— Start INFORMATION PROVIDED —

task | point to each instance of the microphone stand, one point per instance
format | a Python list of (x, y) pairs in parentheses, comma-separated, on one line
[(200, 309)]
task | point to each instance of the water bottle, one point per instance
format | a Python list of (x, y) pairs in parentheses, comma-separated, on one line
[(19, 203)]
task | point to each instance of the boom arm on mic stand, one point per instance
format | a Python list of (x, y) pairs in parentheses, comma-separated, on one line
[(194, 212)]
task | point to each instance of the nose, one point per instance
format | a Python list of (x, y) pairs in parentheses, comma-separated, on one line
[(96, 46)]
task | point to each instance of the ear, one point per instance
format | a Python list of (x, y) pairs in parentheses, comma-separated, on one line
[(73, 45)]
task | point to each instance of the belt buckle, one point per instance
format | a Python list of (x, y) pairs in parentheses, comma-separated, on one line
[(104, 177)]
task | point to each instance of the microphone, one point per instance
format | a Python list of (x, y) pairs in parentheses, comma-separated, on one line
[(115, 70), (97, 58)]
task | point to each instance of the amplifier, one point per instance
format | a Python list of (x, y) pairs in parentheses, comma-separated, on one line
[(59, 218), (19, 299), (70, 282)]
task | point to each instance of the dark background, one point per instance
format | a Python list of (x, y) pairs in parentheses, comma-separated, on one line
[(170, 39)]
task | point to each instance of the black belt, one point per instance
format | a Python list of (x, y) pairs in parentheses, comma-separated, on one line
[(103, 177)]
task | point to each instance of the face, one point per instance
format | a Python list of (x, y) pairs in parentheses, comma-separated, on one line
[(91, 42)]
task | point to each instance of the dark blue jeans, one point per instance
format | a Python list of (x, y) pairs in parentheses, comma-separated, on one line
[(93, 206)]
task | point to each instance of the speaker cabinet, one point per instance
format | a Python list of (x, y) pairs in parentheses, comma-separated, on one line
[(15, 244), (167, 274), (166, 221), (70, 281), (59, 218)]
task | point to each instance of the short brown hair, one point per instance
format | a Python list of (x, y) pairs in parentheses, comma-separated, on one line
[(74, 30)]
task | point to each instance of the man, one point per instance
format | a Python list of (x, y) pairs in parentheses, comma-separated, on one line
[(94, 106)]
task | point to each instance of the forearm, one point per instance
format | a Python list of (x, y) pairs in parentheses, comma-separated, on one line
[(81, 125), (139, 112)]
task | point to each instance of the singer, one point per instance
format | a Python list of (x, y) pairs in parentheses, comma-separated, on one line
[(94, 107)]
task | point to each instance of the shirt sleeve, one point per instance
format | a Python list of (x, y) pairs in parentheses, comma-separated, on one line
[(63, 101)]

— End INFORMATION PROVIDED —

# STATED GOAL
Copy the listing word for word, starting at the line that contains "task | point to each instance of the forearm, one" and ending at the end of the listing.

# PROBLEM SOLUTION
task | point to each instance of the forearm, one point per instance
format | a Python list of (x, y) pairs in parentheses, comma-separated, on one line
[(81, 125), (139, 112)]
task | point to each instance of the singer, one point per instance
format | a Python list of (x, y) pairs in parentheses, comma-separated, on one line
[(94, 107)]
task | point to each instance of the shirt sleeve, one point per instance
format | a Python list of (x, y) pairs in parentheses, comma-separated, on one line
[(63, 101)]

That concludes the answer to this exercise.